* Description of the task
Copy every line from the records below that holds the word "instance".

* Supplied information
((
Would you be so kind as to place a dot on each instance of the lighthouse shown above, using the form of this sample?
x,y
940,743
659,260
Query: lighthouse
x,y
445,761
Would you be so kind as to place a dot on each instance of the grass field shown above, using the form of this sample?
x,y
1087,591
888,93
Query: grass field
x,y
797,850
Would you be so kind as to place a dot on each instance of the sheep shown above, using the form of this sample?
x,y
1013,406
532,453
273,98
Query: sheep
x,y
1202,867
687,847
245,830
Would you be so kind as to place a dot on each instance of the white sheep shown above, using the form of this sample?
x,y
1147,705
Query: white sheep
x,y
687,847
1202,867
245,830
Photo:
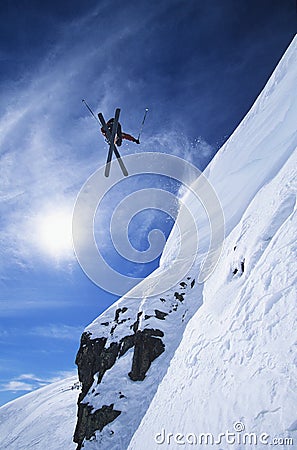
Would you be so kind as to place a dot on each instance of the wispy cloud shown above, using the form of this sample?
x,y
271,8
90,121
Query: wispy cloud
x,y
58,331
29,382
))
* Exercise output
Would you be so kind as to place a dot on each instance of the lighthouse shown above, using the form of this sample?
Would you be so kind as to place a dot on each instance of the grass field shown above, using the form of this sample?
Would you be so kind as to place a dot on each instance of the sheep shown above, using the form of this sample?
Would you be so kind as to place a dot on each instance of the white sheep shown above, using the form of this sample?
Would you be so kind as to place a dot on each instance of the wispy cloud shown above, using the form of this sample?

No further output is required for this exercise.